Using the information |
A: Rewrite the stretch of the passage on CPLD in inverter control circuits from "With the increasing" through "debugging and maintenance.", replacing "discrete digital circuits" with "separate logic chips".
B: Answer these questions using the passage on CPLD in inverter control circuits:
(i) What disadvantages does the traditional design method have?
(ii) What two kinds of logic circuits can CPLD easily design and implement?
(iii) What is the name of the device whose hardware resources are becoming increasingly tight?
C: Continue the passage on CPLD in inverter control circuits from where it stops.

Excerpted passage |
________

4. Typical applications of CPLD in inverter control circuits

With the increasing requirements for inverter control functions, reliability, cost and manufacturing efficiency, the hardware resources of F240 are becoming increasingly tight, including the need for more digital I/O interfaces, the need to expand external buses, and the realization of reliable inverter protection functions. These extended functions can certainly be realized by a combination of various discrete digital circuits, but this traditional design method has the disadvantages of complex circuits, low reliability, lack of flexibility, and inconvenience in debugging and maintenance.

Since CPLD can easily design and implement combinational logic and sequential logic circuits, it is fully capable of meeting the needs of F240 peripheral circuits and function expansion in the design of inverter control circuits, thereby greatly improving the design level of inverter control circuits. After adopting CPLD, the original bus logic and expansion, digital input and output, and digital parts of operating status monitoring and protection in the inverter control system can all be implemented by CPLD, and the entire system can be simplified to the form shown in Figure 2.

________

Listed records |
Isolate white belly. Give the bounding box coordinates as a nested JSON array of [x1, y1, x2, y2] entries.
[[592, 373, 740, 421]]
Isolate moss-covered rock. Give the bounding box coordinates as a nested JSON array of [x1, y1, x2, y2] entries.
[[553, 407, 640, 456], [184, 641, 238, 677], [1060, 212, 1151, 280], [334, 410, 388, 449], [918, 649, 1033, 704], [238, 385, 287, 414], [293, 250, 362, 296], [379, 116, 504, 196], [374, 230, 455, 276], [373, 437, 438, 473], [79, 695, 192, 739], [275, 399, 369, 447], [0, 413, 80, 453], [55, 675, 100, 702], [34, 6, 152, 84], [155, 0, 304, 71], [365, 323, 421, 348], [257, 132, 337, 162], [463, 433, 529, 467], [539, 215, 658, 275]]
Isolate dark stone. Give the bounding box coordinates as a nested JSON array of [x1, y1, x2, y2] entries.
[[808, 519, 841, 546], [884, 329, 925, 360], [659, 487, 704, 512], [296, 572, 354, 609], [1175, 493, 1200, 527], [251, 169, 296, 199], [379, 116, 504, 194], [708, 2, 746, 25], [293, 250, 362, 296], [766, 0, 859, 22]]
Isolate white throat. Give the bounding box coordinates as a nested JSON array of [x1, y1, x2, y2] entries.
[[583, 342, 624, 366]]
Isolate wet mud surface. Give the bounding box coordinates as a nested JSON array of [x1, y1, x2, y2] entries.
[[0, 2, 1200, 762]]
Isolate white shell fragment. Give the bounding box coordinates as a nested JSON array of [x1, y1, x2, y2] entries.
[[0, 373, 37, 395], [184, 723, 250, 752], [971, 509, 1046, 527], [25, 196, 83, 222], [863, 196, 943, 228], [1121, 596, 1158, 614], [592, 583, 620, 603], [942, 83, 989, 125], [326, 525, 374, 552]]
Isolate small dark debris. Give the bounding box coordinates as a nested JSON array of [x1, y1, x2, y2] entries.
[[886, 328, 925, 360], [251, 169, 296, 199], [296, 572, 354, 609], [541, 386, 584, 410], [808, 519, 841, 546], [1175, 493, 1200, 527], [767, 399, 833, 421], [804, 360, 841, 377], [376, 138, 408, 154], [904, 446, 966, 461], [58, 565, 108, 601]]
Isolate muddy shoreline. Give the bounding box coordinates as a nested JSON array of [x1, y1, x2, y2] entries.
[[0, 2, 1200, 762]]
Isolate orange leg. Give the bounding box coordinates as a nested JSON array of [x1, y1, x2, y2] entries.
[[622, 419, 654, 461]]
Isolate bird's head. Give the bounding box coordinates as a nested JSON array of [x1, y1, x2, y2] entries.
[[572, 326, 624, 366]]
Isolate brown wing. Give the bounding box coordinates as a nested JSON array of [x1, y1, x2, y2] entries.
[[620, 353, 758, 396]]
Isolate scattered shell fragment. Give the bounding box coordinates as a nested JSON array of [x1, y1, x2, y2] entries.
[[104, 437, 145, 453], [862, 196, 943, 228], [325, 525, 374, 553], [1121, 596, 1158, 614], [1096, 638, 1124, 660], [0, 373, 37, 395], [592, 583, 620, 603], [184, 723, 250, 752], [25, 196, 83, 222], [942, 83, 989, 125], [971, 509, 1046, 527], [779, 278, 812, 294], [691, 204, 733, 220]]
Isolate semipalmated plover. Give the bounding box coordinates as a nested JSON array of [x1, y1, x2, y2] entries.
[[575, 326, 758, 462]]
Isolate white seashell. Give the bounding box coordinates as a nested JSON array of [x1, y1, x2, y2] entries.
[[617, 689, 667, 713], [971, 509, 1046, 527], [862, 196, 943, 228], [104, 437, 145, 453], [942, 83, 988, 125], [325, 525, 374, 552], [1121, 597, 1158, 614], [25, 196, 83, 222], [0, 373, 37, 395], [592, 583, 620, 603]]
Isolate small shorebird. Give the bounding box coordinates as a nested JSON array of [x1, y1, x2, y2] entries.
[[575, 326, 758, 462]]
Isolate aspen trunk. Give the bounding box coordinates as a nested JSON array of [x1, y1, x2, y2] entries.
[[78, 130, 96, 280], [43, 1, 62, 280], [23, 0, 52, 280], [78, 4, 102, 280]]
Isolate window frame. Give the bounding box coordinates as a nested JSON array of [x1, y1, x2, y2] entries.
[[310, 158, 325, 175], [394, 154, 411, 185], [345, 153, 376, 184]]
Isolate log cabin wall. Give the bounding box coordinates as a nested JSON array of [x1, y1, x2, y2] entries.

________

Set of answers |
A:
With the increasing requirements for inverter control functions, reliability, cost and manufacturing efficiency, the hardware resources of F240 are becoming increasingly tight, including the need for more digital I/O interfaces, the need to expand external buses, and the realization of reliable inverter protection functions. These extended functions can certainly be realized by a combination of various separate logic chips, but this traditional design method has the disadvantages of complex circuits, low reliability, lack of flexibility, and inconvenience in debugging and maintenance.

B:
(i) Complex circuits, low reliability, lack of flexibility, and inconvenience in debugging and maintenance.
(ii) Combinational logic and sequential logic circuits.
(iii) The F240.

C:
By comparing with Figure 1, it is not difficult to find that since CPLD can integrate many functions, its use can improve the inverter control circuit design mainly in the following aspects:

(1) The external bus structure of F240 is very simple, and the pins and functions of CPLD can be flexibly configured according to the actual situation and requirements of PCB board wiring, which can not only greatly simplify the design of the circuit board, but also greatly help improve the electromagnetic compatibility performance of the system. In addition, the reduction in the number of chips is not only beneficial to improving reliability and reducing circuit size, but also helps to reduce the cost of purchasing, generating, debugging and maintaining original components.

(2) All external logic functions are encapsulated inside the CPLD, which has good confidentiality. Since the F240 itself does not have any confidentiality function, using CPLD to keep the hardware circuit and even the entire control system design confidential is one of the simplest methods.

(3) Using a CPLD with ISP function, a system that has been designed and manufactured can be easily modified without abandoning the original circuit schematics and circuit boards, thus avoiding waste and reducing costs.

(4) Most external logic functions and pins are implemented by CPLD, which allows the development of circuit basic principles, circuit boards, and even software to precede and be independent of the specific external logic function design, thereby greatly improving the efficiency of product design, debugging, small-batch trial production, and experiments.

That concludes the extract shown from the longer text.